*Source text*:

= = =

First, a sequence of pulsed discharging experiments were implemented to determine the relationship of open circuit voltage (OCV) and SOC. By using the curve-fitting toolbox in MATLAB, ${k}_{0}$, ${k}_{1}$, ${k}_{2}$, ${k}_{3}$, ${k}_{4}$, ${k}_{5}$ were identified, which are shown in Table 1. The measured data and fitted curve are presented in Figure 3. The R-square is used to represent the goodness of fit. The normal value range of the R-square is 0–1 and a value closer to 1 indicates a better fitting curve [32]. It can be seen that the curve fits well with the measurement data, indicating that the selected fifth-order polynomial model can describe the relationship of OCV and SOC very well.

Then, a constant current discharge test, a pulse current discharge test, and an urban dynamometer driving schedule (UDDS) test were performed. They are commonly used to verify the performances of SOC estimation methods in EVs. In the constant current discharge test, the current keeps invariant but the terminal voltage declines continuously. In the pulse current discharge test, the current stays at 1 A for 10 min and then decreases to 0 and lasts for 30 min. The process is repeated until the battery reaches the lower cut-off voltage. UDDS, also known as FTP72, was used as a test procedure to certify vehicle emissions by the US Environmental Protection Agency. It can simulate the actual driving conditions of vehicles on the road. The battery current and voltage are both sampled at 1 s. In each test, the true SOC was obtained using CC method. The estimation accuracy, convergence rate, and robustness of the proposed VB-ADEKF are evaluated by comparison with DEKF under different tests.

#### 5.2. Constant Current Discharge Test

The experiment was performed with a constant discharge current of 1 A. The initial SOC value is set to be $0.8$, rather than the real SOC of $1.0$. The process noise covariances are set as ${Q}_{k}^{x}=1\times {10}^{-6}{I}_{2}$ and ${Q}_{k}^{\theta}=1\times {10}^{-6}{I}_{3}$. The measurement noise variances used for DEKF are ${\Sigma}_{k}^{x}=0.001$ and ${\Sigma}_{k}^{\theta}=0.0005$. The scale factors for VB-ADEKF are set to $1\times {10}^{-4}$. The initial parameters ${\alpha}_{0}$ and ${\beta}_{0}$ for battery parameters and SOC are both set as 10 and $0.001$, respectively.

The estimated values of the battery model parameters by VB-ADEKF are presented in Figure 4. The ohmic resistance is stable at the beginning of the discharge and increases at the end of the discharge. The polarization resistance decreases at first and increases later with the depth of the discharge and again decreases in the last 1000 s. The polarization capacitance shows a declining trend overall in the process of discharge.

= = =

*Items from a pointing dataset*:
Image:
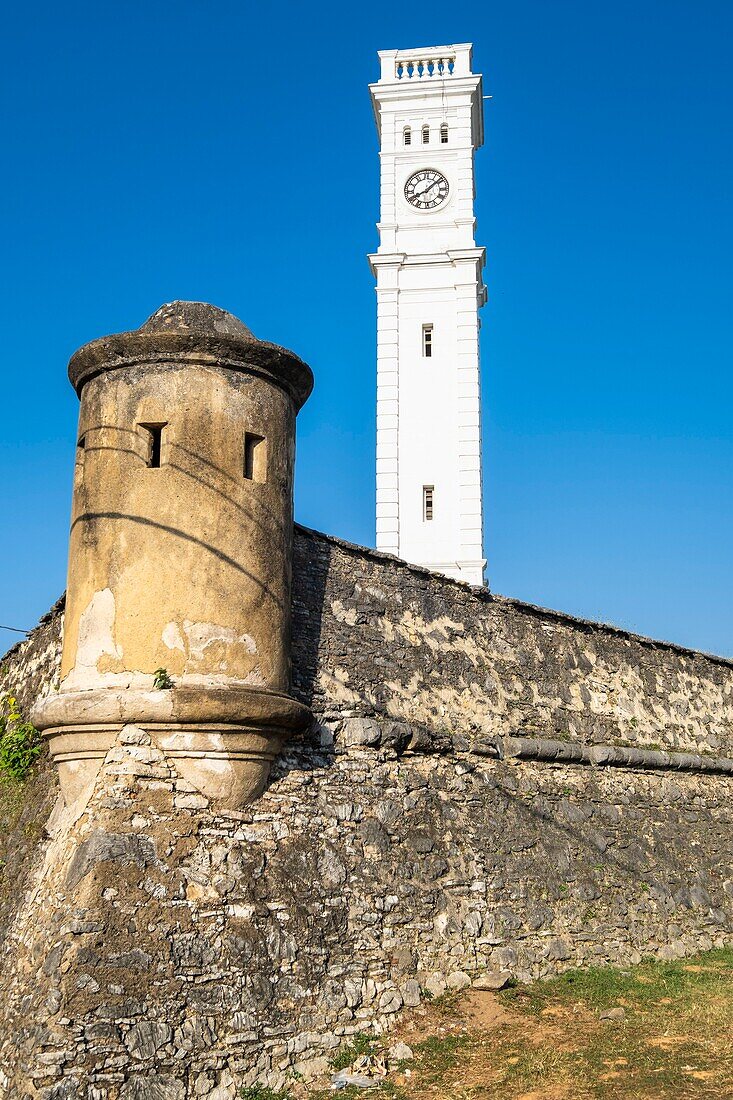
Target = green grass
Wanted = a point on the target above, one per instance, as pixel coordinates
(360, 1044)
(673, 1044)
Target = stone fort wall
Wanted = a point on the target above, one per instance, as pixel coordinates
(487, 787)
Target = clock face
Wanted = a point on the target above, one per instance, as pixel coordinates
(426, 189)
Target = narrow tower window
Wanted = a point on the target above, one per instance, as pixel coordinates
(255, 457)
(154, 444)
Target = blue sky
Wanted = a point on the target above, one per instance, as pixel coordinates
(226, 152)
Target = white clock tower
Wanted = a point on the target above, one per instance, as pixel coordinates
(429, 117)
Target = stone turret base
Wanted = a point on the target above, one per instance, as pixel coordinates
(226, 755)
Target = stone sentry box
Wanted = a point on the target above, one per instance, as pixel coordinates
(181, 552)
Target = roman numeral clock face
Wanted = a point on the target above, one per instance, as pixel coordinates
(426, 189)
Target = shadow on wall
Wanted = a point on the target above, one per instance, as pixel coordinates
(312, 561)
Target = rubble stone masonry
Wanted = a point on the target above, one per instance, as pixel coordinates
(487, 785)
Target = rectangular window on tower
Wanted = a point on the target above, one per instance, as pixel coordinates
(154, 444)
(427, 502)
(255, 457)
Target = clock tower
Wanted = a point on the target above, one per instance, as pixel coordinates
(429, 118)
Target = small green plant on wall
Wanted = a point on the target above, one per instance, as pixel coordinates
(20, 741)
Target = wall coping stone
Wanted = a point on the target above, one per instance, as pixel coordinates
(484, 595)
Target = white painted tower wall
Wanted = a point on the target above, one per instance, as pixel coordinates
(428, 271)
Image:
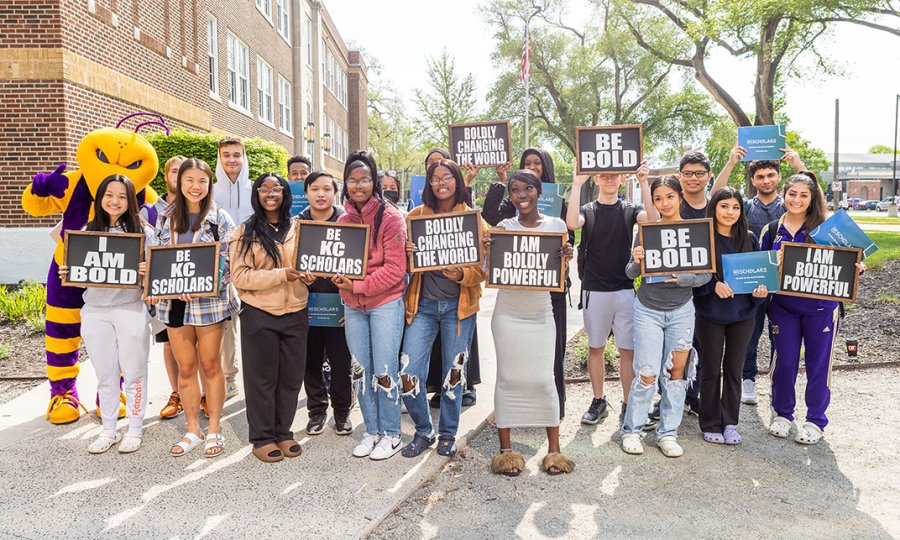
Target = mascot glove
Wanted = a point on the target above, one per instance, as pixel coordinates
(53, 184)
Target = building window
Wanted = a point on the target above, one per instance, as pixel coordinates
(282, 19)
(212, 49)
(264, 82)
(238, 73)
(284, 105)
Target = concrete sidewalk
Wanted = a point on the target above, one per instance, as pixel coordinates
(55, 489)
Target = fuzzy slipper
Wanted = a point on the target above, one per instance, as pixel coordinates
(508, 463)
(561, 463)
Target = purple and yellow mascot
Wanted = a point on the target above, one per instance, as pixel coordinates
(100, 154)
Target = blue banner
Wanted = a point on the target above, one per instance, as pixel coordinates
(840, 230)
(762, 142)
(299, 202)
(744, 272)
(325, 309)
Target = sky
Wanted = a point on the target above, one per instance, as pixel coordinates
(402, 34)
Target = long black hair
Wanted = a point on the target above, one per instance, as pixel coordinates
(364, 159)
(256, 227)
(130, 221)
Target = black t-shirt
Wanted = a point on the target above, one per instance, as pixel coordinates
(608, 250)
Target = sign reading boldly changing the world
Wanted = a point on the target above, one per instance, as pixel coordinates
(444, 241)
(608, 149)
(191, 269)
(98, 259)
(526, 260)
(823, 272)
(325, 248)
(483, 143)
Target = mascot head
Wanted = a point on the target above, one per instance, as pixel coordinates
(110, 151)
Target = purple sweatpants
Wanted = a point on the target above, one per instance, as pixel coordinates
(816, 331)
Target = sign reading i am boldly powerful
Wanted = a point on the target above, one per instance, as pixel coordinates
(98, 259)
(326, 248)
(609, 149)
(682, 247)
(823, 272)
(483, 143)
(526, 260)
(191, 269)
(444, 241)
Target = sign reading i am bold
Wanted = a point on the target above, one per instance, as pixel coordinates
(822, 272)
(99, 259)
(444, 241)
(326, 248)
(682, 247)
(527, 261)
(483, 143)
(191, 269)
(609, 149)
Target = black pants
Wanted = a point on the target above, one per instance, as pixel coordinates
(273, 351)
(327, 343)
(722, 350)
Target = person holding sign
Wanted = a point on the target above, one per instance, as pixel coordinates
(115, 324)
(274, 318)
(374, 308)
(724, 322)
(663, 334)
(441, 302)
(195, 324)
(800, 323)
(525, 340)
(323, 341)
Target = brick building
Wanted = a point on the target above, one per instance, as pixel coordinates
(276, 69)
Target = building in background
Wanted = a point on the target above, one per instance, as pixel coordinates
(276, 69)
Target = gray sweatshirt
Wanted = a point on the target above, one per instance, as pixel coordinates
(665, 296)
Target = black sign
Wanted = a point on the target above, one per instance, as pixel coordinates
(325, 248)
(99, 259)
(609, 149)
(682, 247)
(484, 143)
(445, 241)
(823, 272)
(191, 269)
(526, 260)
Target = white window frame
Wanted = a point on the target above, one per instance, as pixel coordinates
(238, 74)
(265, 91)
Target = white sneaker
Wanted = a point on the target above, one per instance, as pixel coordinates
(748, 394)
(386, 447)
(365, 446)
(104, 442)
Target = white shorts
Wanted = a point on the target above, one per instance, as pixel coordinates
(609, 310)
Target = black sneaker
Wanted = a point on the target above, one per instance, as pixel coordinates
(316, 425)
(598, 410)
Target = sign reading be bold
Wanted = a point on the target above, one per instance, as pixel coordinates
(609, 149)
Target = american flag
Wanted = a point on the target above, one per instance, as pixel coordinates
(526, 58)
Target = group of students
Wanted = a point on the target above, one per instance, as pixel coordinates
(403, 331)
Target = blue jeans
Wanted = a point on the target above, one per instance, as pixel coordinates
(432, 317)
(373, 337)
(657, 334)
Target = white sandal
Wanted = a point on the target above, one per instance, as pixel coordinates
(104, 442)
(780, 427)
(192, 442)
(130, 443)
(808, 434)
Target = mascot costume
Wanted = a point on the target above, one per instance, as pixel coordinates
(100, 154)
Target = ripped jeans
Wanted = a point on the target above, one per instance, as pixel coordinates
(656, 335)
(435, 316)
(373, 337)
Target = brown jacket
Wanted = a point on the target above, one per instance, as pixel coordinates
(262, 285)
(469, 286)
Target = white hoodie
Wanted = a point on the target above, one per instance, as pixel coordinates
(234, 197)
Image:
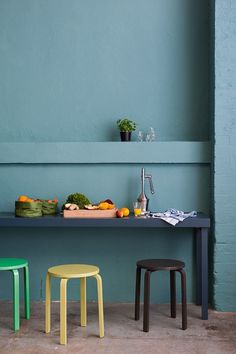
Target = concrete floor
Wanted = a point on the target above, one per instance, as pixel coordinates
(123, 335)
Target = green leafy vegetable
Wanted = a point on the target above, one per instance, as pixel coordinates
(77, 198)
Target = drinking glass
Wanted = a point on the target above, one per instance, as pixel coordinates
(152, 134)
(140, 136)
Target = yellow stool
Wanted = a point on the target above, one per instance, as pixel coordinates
(66, 272)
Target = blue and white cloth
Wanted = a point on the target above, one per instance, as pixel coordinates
(172, 216)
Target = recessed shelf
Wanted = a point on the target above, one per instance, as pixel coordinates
(105, 152)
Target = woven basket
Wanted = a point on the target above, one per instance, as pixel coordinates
(28, 209)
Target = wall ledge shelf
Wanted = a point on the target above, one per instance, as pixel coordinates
(106, 152)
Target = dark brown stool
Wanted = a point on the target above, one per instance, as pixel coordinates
(152, 265)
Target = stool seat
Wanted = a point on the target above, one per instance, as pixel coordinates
(160, 264)
(12, 263)
(68, 271)
(152, 265)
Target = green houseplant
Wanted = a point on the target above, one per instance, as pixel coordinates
(126, 127)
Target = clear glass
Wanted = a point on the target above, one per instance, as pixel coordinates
(137, 208)
(148, 137)
(152, 134)
(140, 136)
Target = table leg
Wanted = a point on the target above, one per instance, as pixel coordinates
(198, 266)
(204, 272)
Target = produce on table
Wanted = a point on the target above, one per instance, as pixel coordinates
(122, 212)
(77, 198)
(29, 207)
(69, 206)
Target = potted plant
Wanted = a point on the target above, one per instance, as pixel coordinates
(126, 127)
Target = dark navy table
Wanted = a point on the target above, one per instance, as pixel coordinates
(200, 224)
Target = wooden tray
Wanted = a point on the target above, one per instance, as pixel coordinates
(83, 213)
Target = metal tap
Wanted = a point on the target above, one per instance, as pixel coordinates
(143, 199)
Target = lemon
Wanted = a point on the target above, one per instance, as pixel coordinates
(125, 211)
(103, 206)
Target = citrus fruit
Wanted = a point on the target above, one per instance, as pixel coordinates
(125, 211)
(22, 198)
(103, 206)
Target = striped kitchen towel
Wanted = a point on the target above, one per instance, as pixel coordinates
(172, 216)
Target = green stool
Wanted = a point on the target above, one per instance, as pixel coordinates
(13, 264)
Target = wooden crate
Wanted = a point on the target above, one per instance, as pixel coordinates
(84, 213)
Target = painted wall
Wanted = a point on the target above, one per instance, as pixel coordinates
(68, 71)
(225, 153)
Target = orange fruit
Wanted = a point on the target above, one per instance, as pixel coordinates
(103, 206)
(22, 198)
(125, 211)
(111, 206)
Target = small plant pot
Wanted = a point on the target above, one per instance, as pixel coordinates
(125, 136)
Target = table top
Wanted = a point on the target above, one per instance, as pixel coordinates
(10, 220)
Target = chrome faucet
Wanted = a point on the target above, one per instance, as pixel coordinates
(143, 199)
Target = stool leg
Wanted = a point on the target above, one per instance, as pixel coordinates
(146, 301)
(63, 311)
(100, 305)
(48, 304)
(27, 295)
(137, 293)
(83, 304)
(172, 294)
(184, 298)
(16, 300)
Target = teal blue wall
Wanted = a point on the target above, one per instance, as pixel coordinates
(68, 71)
(225, 153)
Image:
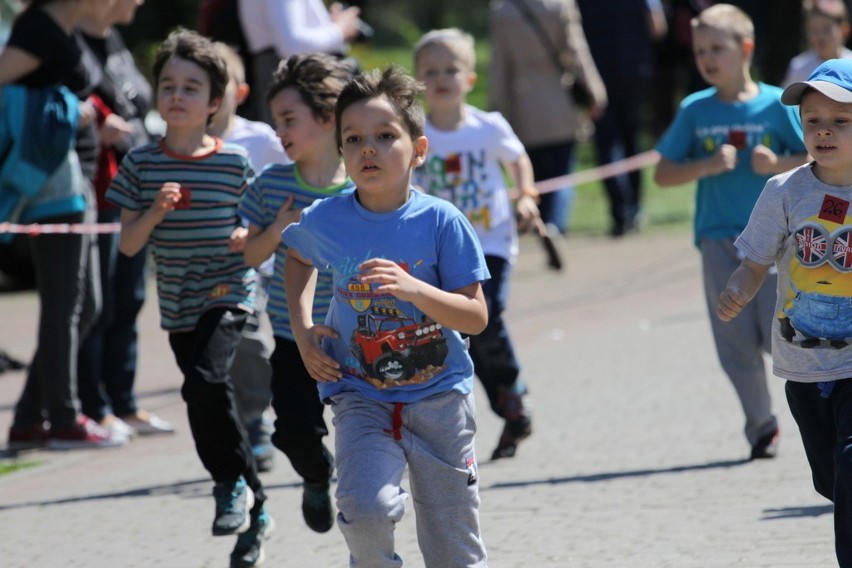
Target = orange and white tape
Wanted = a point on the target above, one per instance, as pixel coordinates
(636, 162)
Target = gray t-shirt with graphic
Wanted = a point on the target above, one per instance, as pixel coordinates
(805, 227)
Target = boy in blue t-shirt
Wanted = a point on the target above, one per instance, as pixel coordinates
(390, 359)
(731, 138)
(181, 194)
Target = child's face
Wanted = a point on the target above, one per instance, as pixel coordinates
(827, 126)
(719, 56)
(825, 35)
(378, 150)
(448, 80)
(302, 134)
(183, 94)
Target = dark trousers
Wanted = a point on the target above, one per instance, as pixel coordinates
(825, 423)
(204, 355)
(299, 423)
(493, 356)
(107, 362)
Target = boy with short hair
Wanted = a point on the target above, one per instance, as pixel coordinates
(302, 95)
(730, 138)
(251, 372)
(181, 194)
(802, 224)
(469, 151)
(827, 29)
(391, 360)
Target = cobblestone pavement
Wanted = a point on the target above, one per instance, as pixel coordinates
(637, 459)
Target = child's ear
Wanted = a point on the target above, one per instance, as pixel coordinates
(243, 91)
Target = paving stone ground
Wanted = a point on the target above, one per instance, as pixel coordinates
(637, 459)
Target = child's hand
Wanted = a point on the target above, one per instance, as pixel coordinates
(319, 365)
(527, 213)
(731, 303)
(763, 160)
(724, 160)
(286, 216)
(390, 277)
(239, 236)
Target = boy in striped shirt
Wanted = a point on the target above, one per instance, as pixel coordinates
(181, 195)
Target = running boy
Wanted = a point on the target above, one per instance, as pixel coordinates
(802, 225)
(391, 360)
(730, 138)
(181, 193)
(468, 151)
(302, 95)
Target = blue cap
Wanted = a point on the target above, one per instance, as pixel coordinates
(833, 79)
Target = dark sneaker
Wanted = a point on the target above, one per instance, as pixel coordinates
(316, 507)
(233, 502)
(85, 434)
(30, 438)
(248, 551)
(513, 432)
(767, 446)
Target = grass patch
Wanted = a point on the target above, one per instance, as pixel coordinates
(11, 466)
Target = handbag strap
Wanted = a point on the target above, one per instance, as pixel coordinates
(546, 42)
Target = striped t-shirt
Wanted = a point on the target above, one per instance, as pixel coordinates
(271, 189)
(195, 270)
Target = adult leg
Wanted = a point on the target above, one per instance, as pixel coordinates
(444, 480)
(740, 343)
(370, 467)
(204, 355)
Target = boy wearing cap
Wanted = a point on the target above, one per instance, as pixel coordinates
(731, 138)
(802, 224)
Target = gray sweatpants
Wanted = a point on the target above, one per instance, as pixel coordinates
(741, 343)
(373, 443)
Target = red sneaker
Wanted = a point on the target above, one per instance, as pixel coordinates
(30, 438)
(84, 434)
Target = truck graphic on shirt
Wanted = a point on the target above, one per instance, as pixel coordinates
(392, 346)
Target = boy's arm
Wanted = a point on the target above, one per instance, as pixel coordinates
(264, 242)
(463, 310)
(741, 288)
(300, 278)
(136, 226)
(669, 172)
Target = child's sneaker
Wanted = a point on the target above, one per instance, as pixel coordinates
(316, 507)
(31, 438)
(234, 500)
(85, 434)
(248, 551)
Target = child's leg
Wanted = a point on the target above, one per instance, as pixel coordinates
(740, 343)
(370, 466)
(495, 364)
(204, 355)
(299, 424)
(444, 480)
(825, 422)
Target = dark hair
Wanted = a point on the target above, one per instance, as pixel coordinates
(318, 78)
(399, 88)
(192, 46)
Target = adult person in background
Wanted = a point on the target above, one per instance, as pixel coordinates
(107, 361)
(621, 36)
(277, 29)
(528, 87)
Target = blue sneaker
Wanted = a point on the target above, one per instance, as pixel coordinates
(233, 503)
(248, 551)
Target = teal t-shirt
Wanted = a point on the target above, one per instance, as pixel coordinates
(703, 123)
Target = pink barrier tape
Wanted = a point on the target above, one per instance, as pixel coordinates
(60, 228)
(636, 162)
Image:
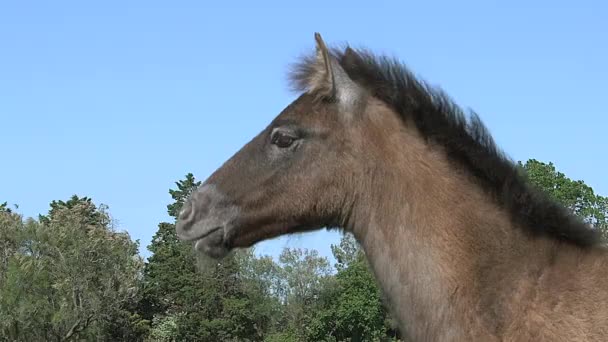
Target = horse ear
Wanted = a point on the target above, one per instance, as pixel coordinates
(330, 79)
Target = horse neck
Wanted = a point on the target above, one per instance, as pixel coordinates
(437, 246)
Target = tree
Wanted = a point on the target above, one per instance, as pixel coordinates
(68, 276)
(191, 297)
(575, 195)
(353, 308)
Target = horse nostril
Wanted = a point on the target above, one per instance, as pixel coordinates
(186, 211)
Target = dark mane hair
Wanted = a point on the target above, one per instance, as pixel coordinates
(467, 142)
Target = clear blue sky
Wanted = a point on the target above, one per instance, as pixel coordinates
(117, 100)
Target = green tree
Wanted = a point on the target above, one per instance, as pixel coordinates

= = =

*Tasks to complete*:
1 – Retype the part of the battery-testing passage starting with "The estimated values" and going on through "process of discharge.".
2 – In the pulse current discharge test described in the battery-testing passage, how long does the current stay at 1 A before dropping to 0?
3 – Carry on the battery-testing passage from where it stops.

*Responses by task*:
1 –
The estimated values of the battery model parameters by VB-ADEKF are presented in Figure 4. The ohmic resistance is stable at the beginning of the discharge and increases at the end of the discharge. The polarization resistance decreases at first and increases later with the depth of the discharge and again decreases in the last 1000 s. The polarization capacitance shows a declining trend overall in the process of discharge.

2 – 10 minutes.

3 –
Furthermore, to verify the accuracy of online identification of the battery parameters by the VB-ADEKF algorithm, the measured terminal voltage and the estimated terminal voltage by VB-ADEKF were compared, as shown in Figure 5. The maximum absolute error was 0.023 V, except for the first big error caused by an incorrect initial SOC value. The mean absolute error was 0.0050 V and the relative mean absolute error was $0.052\%$. It is clear that the estimated terminal voltage agrees well with the measured voltage. This illustrates the effectiveness of the battery model whose parameters are identified by the proposed VB-ADEKF method.

The SOC estimation results using VB-ADEKF and DEKF are shown in Figure 6. Clearly, VB-ADEKF has a much more accurate SOC estimation than DEKF. The SOC estimation error of VB-ADEKF is bounded within $\pm 1\%$ for most of the time, but DEKF goes outside of this interval. The detailed error values are shown in Table 2. The maximum absolute estimation error of VB-ADEKF is $1.28\%$ and the mean absolute error is $0.64\%$ after discharge for 12 min. Both are significantly smaller than the errors of DEKF, which are correspondingly $2.76\%$ and $1.39\%$. Meanwhile, from the figure it can be seen that VB-ADEKF converges much faster than DEKF under initial SOC errors. This is also verified in Table 2. The convergence time, which is defined as the first time instant at which the SOC estimation error decreases to $\pm 5\%$, are 10 s and 335 s for VB-ADEKF and DEKF, respectively.

#### 5.3. Pulse Current Discharge Test

In the pulse current discharge test, the initial SOC value is set to be $0.8$ while the real SOC is $1.0$. The process noise covariances are set as ${Q}_{k}^{x}=1\times {10}^{-6}{I}_{2}$ and ${Q}_{k}^{\theta}=1\times {10}^{-6}{I}_{3}$. The measurement noise variances used for DEKF are ${\Sigma}_{k}^{x}=0.01$ and ${\Sigma}_{k}^{\theta}=0.0005$. The initial parameter values of VB-ADEKF are set as ${\alpha}_{\theta ,0}=100$, ${\beta}_{\theta ,0}=0.0005$, ${\alpha}_{x,0}=10$, ${\beta}_{x,0}=0.001$.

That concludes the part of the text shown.